* [Data records]
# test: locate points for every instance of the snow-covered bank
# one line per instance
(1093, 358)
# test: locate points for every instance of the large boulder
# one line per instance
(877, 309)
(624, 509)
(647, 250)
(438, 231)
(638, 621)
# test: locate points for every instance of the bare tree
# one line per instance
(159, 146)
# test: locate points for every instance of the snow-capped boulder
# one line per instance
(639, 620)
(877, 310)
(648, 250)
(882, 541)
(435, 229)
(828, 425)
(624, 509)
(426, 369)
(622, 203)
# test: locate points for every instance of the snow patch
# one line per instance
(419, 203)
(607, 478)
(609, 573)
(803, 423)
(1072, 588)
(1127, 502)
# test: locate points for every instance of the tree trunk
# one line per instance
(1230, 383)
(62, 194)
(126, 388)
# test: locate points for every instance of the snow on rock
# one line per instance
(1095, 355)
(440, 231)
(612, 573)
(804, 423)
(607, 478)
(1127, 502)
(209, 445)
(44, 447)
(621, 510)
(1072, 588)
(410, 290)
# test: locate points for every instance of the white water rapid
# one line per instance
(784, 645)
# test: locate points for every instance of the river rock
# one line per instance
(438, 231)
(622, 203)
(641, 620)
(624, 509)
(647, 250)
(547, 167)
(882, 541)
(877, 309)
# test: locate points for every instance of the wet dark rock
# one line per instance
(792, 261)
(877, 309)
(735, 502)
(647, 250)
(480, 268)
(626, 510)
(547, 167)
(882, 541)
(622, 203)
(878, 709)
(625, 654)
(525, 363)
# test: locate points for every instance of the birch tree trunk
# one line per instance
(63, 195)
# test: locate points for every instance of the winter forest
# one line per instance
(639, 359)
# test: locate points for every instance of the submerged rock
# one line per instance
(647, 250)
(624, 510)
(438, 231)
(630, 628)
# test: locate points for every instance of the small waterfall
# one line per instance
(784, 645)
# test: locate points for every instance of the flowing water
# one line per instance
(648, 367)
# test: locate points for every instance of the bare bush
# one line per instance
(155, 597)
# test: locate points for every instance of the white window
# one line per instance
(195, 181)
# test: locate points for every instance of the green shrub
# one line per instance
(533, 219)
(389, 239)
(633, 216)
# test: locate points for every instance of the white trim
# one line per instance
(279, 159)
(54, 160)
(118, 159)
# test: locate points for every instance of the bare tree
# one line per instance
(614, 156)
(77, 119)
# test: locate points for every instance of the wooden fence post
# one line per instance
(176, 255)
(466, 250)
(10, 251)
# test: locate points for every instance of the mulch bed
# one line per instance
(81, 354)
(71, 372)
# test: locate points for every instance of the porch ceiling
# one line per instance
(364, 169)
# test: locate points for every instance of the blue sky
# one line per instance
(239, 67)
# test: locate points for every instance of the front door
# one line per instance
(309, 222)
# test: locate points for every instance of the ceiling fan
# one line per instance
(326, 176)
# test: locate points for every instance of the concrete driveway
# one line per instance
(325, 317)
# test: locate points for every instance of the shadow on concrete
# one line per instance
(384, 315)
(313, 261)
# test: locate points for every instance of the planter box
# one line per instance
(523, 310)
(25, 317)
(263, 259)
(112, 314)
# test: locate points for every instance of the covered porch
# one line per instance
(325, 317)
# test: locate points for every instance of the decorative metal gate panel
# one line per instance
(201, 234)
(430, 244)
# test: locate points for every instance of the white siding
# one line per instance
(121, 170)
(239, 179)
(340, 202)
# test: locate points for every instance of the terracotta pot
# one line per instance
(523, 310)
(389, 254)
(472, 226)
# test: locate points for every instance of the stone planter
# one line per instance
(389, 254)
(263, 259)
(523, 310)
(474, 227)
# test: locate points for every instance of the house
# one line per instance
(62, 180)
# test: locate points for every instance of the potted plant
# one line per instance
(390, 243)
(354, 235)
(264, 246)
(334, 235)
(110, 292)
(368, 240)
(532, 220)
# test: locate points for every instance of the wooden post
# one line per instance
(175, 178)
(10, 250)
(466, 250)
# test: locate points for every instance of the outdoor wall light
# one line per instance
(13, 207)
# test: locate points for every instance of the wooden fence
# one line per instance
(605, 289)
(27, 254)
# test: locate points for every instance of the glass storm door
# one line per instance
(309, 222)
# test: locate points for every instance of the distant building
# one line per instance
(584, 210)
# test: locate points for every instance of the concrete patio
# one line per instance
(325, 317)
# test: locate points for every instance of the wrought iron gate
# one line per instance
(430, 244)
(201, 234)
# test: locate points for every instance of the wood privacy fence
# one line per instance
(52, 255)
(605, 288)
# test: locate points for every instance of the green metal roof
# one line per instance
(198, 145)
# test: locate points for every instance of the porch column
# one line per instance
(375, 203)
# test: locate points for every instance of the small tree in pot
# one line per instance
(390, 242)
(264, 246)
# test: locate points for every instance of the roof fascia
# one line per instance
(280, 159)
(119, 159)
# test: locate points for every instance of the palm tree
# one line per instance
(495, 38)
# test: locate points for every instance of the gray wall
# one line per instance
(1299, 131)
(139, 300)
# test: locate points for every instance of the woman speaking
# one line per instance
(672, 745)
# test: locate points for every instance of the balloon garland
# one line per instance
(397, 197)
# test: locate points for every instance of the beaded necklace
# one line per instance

* [Goal] Write out exactly the final stretch of the records: the line containing "# test: locate points for every instance of the glass" and every line after it, through the last, and nothing else.

* [Task output]
# test: locate points for every instance of the glass storm door
# one line per instance
(309, 222)
# test: locate points for every instance of the distant building
# one line per instance
(584, 210)
# test: locate points for every instance of the concrete patio
# one line per instance
(325, 317)
# test: locate points for every instance of the wrought iron gate
# one line per instance
(430, 244)
(201, 234)
# test: locate points for every instance of the wood privacy fence
# one line per instance
(52, 255)
(605, 288)
# test: locate points for every instance of the green metal roof
# one line per instance
(198, 145)
# test: locate points for every instance of the porch column
# one line per instance
(375, 203)
# test: locate points for every instance of the small tree in pot
# one line per instance
(390, 242)
(264, 246)
# test: locate points for every instance of the roof fascia
# one line per instance
(280, 159)
(119, 159)
# test: locate points for every instance of the palm tree
# one line per instance
(495, 38)
# test: locate points for every instance of the gray wall
# one line per instance
(1299, 131)
(139, 300)
# test: locate points for every instance of the woman speaking
# one line per instance
(672, 745)
# test: locate points for every instance of the balloon garland
# one line per instance
(397, 197)
# test: locate points for every instance of the beaded necklace
# one line per instance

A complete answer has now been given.